*Excerpt to read*:

--

There is no secret that during training, your efforts are 90% physical and 10% mental and on race day your results are 90% mental, 10% physical. Ironically, most racers are aware of this; however, in my 28 years of working with racers, not one of them has ever presented themselves to my office with a mental program in place. As I frequently say, “Your success up to this point is completely accidental and your future success is not guaranteed”. The reason why I say this is because they don’t know what they did to achieve the success that they have enjoyed, nor do they understand why their performance results have begun to suffer. Let’s take a look at the science of fear and then create some strategies to get you to front and stay there.
The Science of Stress on the Brain
The part of your brain that governs your response to anxiety is call the Amygdala, or your fear center. This segment of your brain reacts quickly to fear and threats. For example, if your brain perceives that you are going to be attacked by a bear, the Amygdala relays a message to your adrenal system to release adrenaline and cortisol. Additionally, more blood and sugar is diverted to your muscles for oxygen and energy. Another by-product of stress is that your Amygdala shuts down your immune and digestive systems so your body can focus on running from the bear (this is where your hierarchy of needs come into full swing!). When you stop and review how the body responds to stress, if harnessed properly this can be used to your full advantage on race day: more oxygen and sugar to the muscles.
The complex issue within the brain is that the Amygdala can also influence another part of your brain, the prefrontal cortex, which is in charge of decision making and reins in impulses & emotions, according to Dr. Michael Lardon, M.D. The negative long term effects of consistent stress levels can result in the form of interrupted digestion (meaning less energy for racing), suppressed immune system (you become sick more frequently) and interrupted sleep patterns (delayed recovery after racing). Having less energy, consistently sick and delayed recovery quickly disrupts your motivation which ultimately leads to mental burnout and frustration.

--

*Set exercise 1*: Print the passage of the article on racing and fear starting at "The Science of Stress" and ending at "to the muscles.", with no changes.

--

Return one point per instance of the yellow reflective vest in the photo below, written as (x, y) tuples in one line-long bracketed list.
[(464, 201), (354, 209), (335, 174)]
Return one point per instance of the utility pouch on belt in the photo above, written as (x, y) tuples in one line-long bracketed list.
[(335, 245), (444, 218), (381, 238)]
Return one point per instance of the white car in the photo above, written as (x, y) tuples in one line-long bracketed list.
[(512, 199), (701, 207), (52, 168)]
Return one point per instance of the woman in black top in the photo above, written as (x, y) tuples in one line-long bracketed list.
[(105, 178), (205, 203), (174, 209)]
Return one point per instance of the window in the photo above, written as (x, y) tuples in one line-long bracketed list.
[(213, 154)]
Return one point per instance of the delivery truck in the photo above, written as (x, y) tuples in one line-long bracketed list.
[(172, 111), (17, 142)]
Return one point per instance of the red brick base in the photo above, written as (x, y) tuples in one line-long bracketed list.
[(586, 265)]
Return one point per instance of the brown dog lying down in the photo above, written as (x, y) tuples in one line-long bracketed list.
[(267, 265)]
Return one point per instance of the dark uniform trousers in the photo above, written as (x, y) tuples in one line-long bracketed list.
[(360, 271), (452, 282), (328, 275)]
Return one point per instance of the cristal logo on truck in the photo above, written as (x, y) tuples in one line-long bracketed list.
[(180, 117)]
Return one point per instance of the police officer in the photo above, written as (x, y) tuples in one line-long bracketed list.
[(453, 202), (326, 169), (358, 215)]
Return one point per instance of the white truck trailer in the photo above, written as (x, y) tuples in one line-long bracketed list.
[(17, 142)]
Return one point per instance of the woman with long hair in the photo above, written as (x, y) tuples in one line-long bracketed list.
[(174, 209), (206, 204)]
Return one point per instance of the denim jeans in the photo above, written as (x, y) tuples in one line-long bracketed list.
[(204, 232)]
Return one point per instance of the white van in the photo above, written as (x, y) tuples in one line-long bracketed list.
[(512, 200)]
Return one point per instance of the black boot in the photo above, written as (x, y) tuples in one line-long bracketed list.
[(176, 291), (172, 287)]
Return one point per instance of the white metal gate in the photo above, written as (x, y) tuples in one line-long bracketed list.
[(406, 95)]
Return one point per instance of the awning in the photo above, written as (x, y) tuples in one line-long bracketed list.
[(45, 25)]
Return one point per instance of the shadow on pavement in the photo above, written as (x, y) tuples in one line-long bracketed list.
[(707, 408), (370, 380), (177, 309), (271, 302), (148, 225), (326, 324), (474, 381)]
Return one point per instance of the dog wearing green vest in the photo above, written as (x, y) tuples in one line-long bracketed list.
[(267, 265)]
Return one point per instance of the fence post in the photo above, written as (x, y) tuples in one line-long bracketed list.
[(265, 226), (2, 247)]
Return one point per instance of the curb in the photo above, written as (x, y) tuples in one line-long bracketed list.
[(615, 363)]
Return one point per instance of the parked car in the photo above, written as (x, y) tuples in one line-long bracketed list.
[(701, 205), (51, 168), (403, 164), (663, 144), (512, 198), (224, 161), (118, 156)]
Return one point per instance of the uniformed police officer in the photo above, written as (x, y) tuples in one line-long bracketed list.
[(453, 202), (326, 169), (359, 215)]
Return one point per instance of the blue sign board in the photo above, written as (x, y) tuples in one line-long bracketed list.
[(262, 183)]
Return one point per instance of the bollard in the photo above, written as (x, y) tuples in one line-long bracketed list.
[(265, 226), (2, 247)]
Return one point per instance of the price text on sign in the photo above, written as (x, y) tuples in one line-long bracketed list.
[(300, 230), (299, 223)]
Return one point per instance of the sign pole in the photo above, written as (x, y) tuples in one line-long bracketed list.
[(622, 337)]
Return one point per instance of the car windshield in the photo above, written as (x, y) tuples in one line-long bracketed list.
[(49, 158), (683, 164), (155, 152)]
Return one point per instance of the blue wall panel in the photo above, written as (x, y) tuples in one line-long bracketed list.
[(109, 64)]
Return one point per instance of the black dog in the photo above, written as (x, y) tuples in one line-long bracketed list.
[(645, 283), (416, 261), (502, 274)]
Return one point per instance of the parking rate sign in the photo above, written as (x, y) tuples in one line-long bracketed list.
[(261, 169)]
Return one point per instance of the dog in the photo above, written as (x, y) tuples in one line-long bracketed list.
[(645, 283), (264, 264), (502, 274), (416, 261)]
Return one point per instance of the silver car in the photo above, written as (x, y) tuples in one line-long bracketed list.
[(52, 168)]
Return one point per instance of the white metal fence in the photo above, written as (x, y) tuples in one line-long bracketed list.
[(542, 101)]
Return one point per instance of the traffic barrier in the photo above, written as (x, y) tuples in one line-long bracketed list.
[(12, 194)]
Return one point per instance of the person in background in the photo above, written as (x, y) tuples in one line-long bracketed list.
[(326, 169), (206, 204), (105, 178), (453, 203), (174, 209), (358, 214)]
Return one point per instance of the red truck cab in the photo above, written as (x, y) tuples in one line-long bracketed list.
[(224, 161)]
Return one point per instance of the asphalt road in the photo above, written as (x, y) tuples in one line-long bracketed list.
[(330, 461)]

--

*Set exercise 2*: List every line of the rows that contains the string "blue", matching its case.

*Worked solution 1*:
The Science of Stress on the Brain
The part of your brain that governs your response to anxiety is call the Amygdala, or your fear center. This segment of your brain reacts quickly to fear and threats. For example, if your brain perceives that you are going to be attacked by a bear, the Amygdala relays a message to your adrenal system to release adrenaline and cortisol. Additionally, more blood and sugar is diverted to your muscles for oxygen and energy. Another by-product of stress is that your Amygdala shuts down your immune and digestive systems so your body can focus on running from the bear (this is where your hierarchy of needs come into full swing!). When you stop and review how the body responds to stress, if harnessed properly this can be used to your full advantage on race day: more oxygen and sugar to the muscles.

*Worked solution 2*:
Return one point per instance of the blue sign board in the photo above, written as (x, y) tuples in one line-long bracketed list.
Return one point per instance of the blue wall panel in the photo above, written as (x, y) tuples in one line-long bracketed list.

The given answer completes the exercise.